### Task goal
Report every line in the material that contains the word "like", copying each such line in full. Treat uppercase and lowercase as different.

[Supplied records start]

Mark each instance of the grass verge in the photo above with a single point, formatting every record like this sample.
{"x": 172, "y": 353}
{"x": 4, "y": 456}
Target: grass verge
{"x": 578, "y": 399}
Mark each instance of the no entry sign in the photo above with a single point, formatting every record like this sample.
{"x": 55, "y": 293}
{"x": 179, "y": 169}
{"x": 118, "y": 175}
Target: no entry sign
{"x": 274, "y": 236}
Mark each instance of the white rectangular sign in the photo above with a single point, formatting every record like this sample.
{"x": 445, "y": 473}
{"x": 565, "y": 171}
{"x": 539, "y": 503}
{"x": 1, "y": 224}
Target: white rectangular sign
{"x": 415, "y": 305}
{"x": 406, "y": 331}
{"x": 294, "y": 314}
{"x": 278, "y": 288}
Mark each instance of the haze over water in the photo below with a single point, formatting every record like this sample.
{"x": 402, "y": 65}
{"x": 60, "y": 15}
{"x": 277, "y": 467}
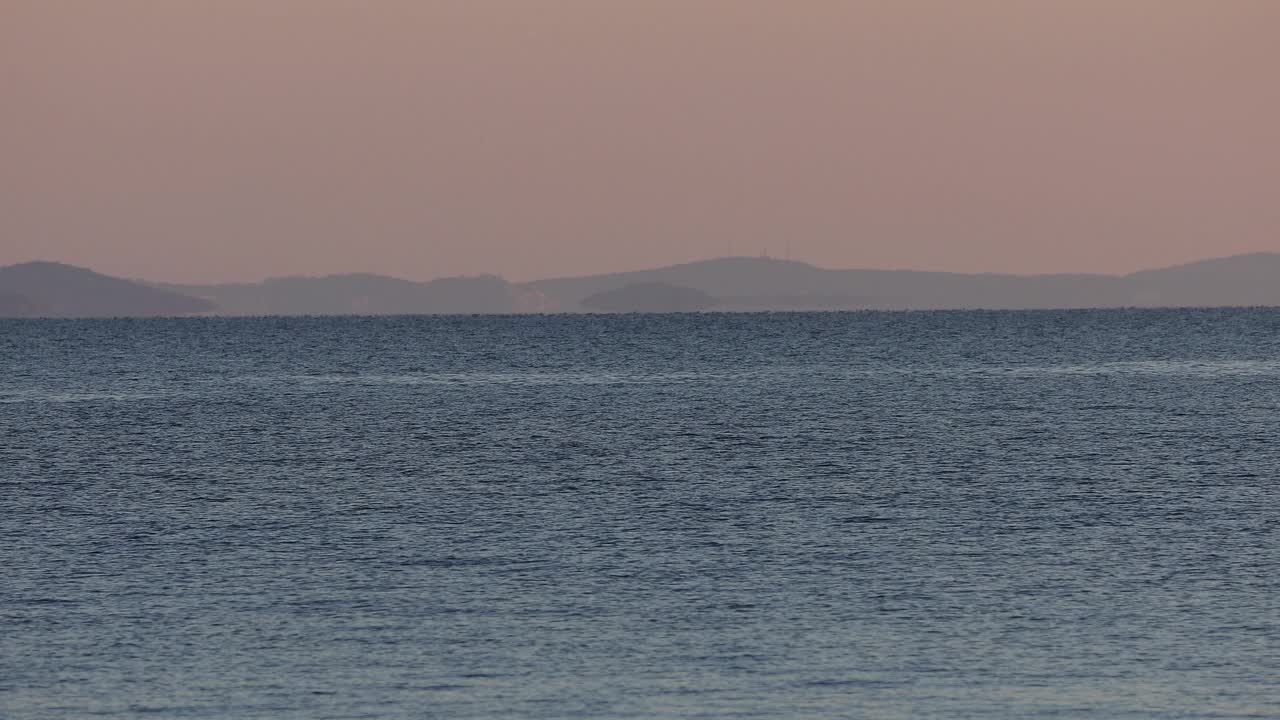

[Supplied records end]

### Problem solution
Mark each instance of the grass verge in the photo above with a single point, formatting every record like this sample.
Mark each instance of the no entry sign in the photo above with a single point, formatting every record like this sample.
Mark each instance of the white rectangular sign in the photo above with a single point, formatting every record like this sample.
Mark each instance of the haze over water in the photo below with a single point, formatting every record like this sample.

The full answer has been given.